### OBJECTIVE:
Extract every line of the data below and reproduce each one verbatim.

Entries drawn from a collection:
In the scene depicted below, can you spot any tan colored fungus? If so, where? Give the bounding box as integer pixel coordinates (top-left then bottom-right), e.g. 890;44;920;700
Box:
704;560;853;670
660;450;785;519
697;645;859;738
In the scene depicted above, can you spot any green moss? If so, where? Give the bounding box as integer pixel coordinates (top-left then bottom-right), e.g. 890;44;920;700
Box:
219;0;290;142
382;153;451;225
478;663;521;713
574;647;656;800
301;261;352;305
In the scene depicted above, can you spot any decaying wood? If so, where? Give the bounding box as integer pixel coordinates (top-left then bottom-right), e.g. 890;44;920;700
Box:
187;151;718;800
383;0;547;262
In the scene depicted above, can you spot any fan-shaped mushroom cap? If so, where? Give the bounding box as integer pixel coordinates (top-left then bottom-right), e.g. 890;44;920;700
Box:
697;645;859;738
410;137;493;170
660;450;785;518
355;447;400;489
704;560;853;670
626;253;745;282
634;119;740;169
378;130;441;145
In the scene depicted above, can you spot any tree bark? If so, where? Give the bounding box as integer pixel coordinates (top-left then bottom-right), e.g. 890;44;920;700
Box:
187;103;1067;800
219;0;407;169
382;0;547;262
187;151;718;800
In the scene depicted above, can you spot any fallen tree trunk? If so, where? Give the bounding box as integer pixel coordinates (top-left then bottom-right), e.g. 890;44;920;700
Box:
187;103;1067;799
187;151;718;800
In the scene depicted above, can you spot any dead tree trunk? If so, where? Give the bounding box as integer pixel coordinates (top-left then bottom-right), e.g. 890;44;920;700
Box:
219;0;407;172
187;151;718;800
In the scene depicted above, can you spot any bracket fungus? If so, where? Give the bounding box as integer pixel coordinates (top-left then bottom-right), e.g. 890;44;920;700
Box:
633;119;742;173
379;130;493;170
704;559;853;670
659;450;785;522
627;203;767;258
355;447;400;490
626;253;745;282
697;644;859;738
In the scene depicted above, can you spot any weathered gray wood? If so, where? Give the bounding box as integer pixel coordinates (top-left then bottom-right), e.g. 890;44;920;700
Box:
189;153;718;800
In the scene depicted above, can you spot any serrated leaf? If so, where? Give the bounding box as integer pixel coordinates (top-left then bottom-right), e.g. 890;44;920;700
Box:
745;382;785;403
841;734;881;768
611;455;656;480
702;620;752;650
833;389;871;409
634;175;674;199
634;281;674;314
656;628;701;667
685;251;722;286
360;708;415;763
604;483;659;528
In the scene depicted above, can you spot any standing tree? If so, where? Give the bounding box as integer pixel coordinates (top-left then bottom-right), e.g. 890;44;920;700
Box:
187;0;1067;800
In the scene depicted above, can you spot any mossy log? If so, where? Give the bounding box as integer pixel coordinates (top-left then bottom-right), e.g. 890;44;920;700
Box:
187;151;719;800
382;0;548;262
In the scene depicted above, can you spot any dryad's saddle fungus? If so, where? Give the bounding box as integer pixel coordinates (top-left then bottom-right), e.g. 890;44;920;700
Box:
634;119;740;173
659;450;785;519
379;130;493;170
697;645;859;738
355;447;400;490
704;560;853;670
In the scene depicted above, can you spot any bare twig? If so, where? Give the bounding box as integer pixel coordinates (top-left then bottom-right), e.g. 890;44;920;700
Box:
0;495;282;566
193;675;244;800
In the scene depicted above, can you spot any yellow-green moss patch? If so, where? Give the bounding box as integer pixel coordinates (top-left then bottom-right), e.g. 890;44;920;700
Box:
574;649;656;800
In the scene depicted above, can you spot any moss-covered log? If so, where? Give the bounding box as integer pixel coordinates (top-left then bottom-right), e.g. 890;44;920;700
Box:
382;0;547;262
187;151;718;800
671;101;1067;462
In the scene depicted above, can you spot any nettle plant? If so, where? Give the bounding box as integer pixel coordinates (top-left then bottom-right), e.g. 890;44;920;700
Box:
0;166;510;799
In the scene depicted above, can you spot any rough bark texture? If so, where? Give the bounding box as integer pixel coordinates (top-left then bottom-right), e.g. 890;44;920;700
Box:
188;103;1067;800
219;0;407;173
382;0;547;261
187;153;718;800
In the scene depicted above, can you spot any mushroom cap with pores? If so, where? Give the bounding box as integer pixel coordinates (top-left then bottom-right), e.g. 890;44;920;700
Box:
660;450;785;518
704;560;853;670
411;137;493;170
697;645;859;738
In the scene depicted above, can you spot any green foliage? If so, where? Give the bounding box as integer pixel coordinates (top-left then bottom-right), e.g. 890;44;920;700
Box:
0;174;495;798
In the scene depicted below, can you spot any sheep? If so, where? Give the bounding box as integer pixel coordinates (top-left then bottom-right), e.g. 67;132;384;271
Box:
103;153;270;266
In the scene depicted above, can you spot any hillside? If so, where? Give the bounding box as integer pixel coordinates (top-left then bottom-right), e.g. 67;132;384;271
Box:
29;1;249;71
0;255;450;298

### EXERCISE SOLUTION:
In the scene depicted below, can you spot any tan colored fungus? If so, where? Give the bounding box as integer pixel coordinates (top-left then bottom-right), e.g. 890;44;920;700
Box:
704;560;853;670
660;450;785;519
697;645;859;738
In the scene depicted above, can you spot any green moss? If so, where? Give the bounding box as integer pixel coordinates (top-left then bottom-right), e.g. 890;44;920;700
Box:
219;0;290;142
382;153;451;225
478;663;521;713
574;647;656;800
301;261;352;305
In the scene depicted above, can you spot any decaying wood? If so, where? Give the bounding box as integer pixel coordinates (top-left then bottom-right), e.g. 890;44;920;700
Box:
187;151;718;800
383;0;547;262
In the scene depicted above, can you spot any fan-shaped mushroom cap? If so, where? Give the bounding box as integer pixel coordinates (top-left then bottom-right), e.g. 890;44;920;700
Box:
697;645;859;738
410;137;493;170
660;450;785;518
355;447;400;489
704;560;853;670
626;253;745;282
634;119;740;169
378;130;441;145
In the scene depicted above, can you spot any tree bark? If so, where? Give the bounding box as integer pixel coordinates (top-left then bottom-right), e.g. 890;44;920;700
Box:
187;103;1067;800
219;0;407;169
382;0;547;262
187;151;718;800
In the scene depicted above, can you spot any fallen tree trunk? If so, where? Give the bounding box as integer pixel coordinates (top-left then bottom-right), e.g. 890;44;920;700
Box:
187;103;1067;799
187;151;718;800
In the scene depicted above, can you spot any dead tree trunk? If so, where? Give the bounding box as integer pixel coordinates (top-left then bottom-right), e.g. 890;44;920;700
Box:
219;0;407;172
187;151;718;800
In the scene depicted above, can you spot any bracket fungus? If so, where? Give the bounding box as integer pixel coordinates (top-left then bottom-right), e.g. 890;44;920;700
Box:
633;119;742;173
379;130;493;170
704;559;853;670
659;450;785;522
627;203;767;258
355;447;400;490
626;253;745;282
697;644;859;738
In the scene depicted above, can you spot any weathered gray wood? If so, where? Give the bounding box as integer pixel coordinates (top-left then bottom-right), e.g. 890;44;920;700
Box:
189;153;718;800
In the scene depicted above, can you spot any serrated leaf? If so, where? Give the bounding box as integer pixel coordinates (top-left then bottom-right), e.g. 890;44;920;700
Box:
745;382;785;403
841;734;881;768
611;455;656;480
702;620;752;650
833;389;871;409
634;175;674;199
634;281;674;314
656;628;701;667
685;251;722;286
360;708;415;763
604;483;659;528
In the scene depicted above, can you spot any standing tree? If so, where? Give the bounding box as integer pixel coordinates (top-left then bottom-right), e.g. 890;44;920;700
Box:
187;0;1067;800
In the scene depicted above, can you spot any mossy log? If so, where? Give the bounding box as integer pixel coordinates (top-left then bottom-right), e.g. 890;44;920;700
Box:
187;151;719;800
382;0;548;262
In the scene depicted above, can you spot any dryad's saddle fungus? If so, where? Give the bounding box as integer pixel coordinates (top-left then bottom-right), e.g. 890;44;920;700
Box:
634;119;740;173
659;450;785;519
379;130;493;170
697;645;859;738
355;447;400;490
704;560;853;670
In the scene depicted above, can you spot any bare twig? If so, where? Give the bounding box as integer pixel coordinates (top-left then bottom-right), e.g. 890;44;920;700
Box:
0;495;282;566
193;675;244;800
In the scene depicted above, can you spot any yellow-green moss patch? If so, where? Give the bounding box as integer pixel coordinates (top-left then bottom-right), e.g. 890;44;920;700
Box:
574;649;656;800
In the scene depicted above, can you spot any moss-covered log? If so, where? Give the bounding box as integer pixel coordinates (top-left then bottom-right), e.g. 890;44;920;700
Box:
382;0;547;262
187;151;718;800
671;101;1067;462
In the scene depicted above, can you spot any nettle plant? If so, where? Give the bounding box as integer pixel coordinates (top-left then bottom-right), e.g. 890;44;920;700
Box:
0;166;510;799
In the scene depicted above, can you spot any rough bark texture? If so, where? Give the bounding box as integer pixel coordinates (top-left then bottom-right), e.g. 890;44;920;700
Box:
188;103;1067;800
219;0;407;173
382;0;547;261
187;153;718;800
In the scene depicted above, can you spot any mushroom cap with pores? If so, where? Give the bounding box as integer pixel coordinates (top-left then bottom-right), e.g. 890;44;920;700
Box:
660;450;785;518
704;560;853;670
411;137;493;170
697;645;859;738
In the scene depicted above, can you spot any green foliage? If so, where? Give the bounding box as integer pixel coordinates (top-left then bottom-right), e.g. 890;44;920;700
Box:
0;174;495;798
In the scene depicted below, can you spot any sheep? If so, where? Give the bounding box as integer pixel coordinates (top-left then bottom-right), e.g. 67;132;384;271
Box:
103;153;270;266
In the scene depicted above, can you spot any hillside? If so, where? Give the bounding box as integer pixel coordinates (top-left then bottom-right), e.g. 67;132;384;271
Box:
29;1;249;71
0;255;450;298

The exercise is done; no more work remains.